__TASK ITEM__.
Where a picture occurs in the data, omit it, and copy all remaining data exactly.

__DATA LISTING__.
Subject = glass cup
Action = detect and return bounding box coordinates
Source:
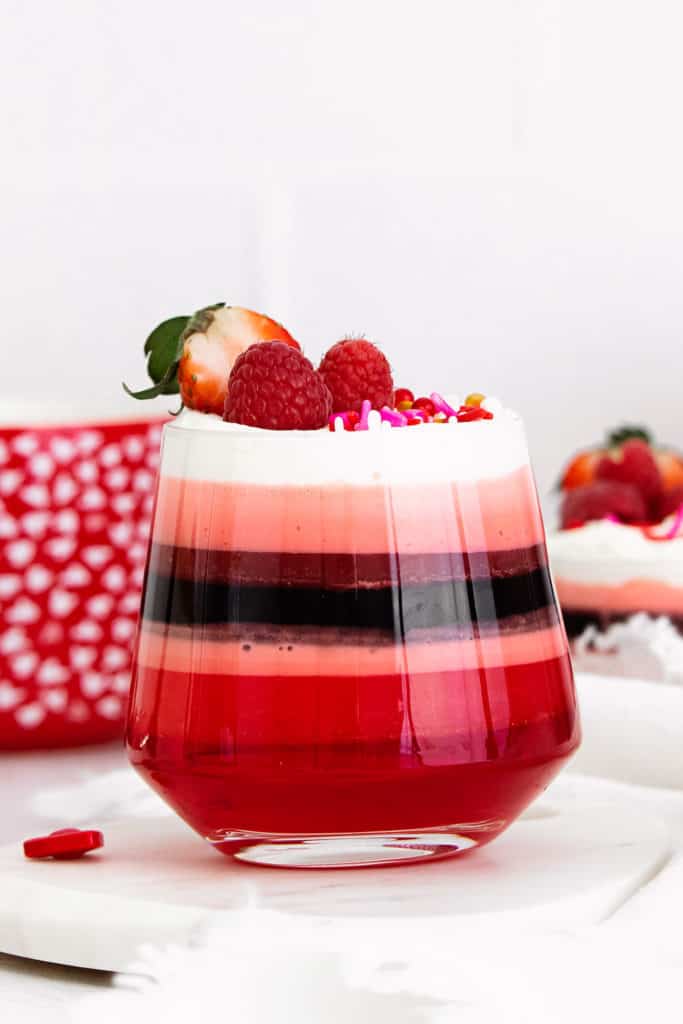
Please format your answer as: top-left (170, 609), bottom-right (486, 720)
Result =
top-left (127, 412), bottom-right (580, 867)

__SOLUTION TO THIS PROBLEM__.
Subject = glass cup
Action = detect and return bounding box coordinates
Source:
Please format your answer as: top-left (170, 609), bottom-right (486, 720)
Result =
top-left (127, 412), bottom-right (580, 867)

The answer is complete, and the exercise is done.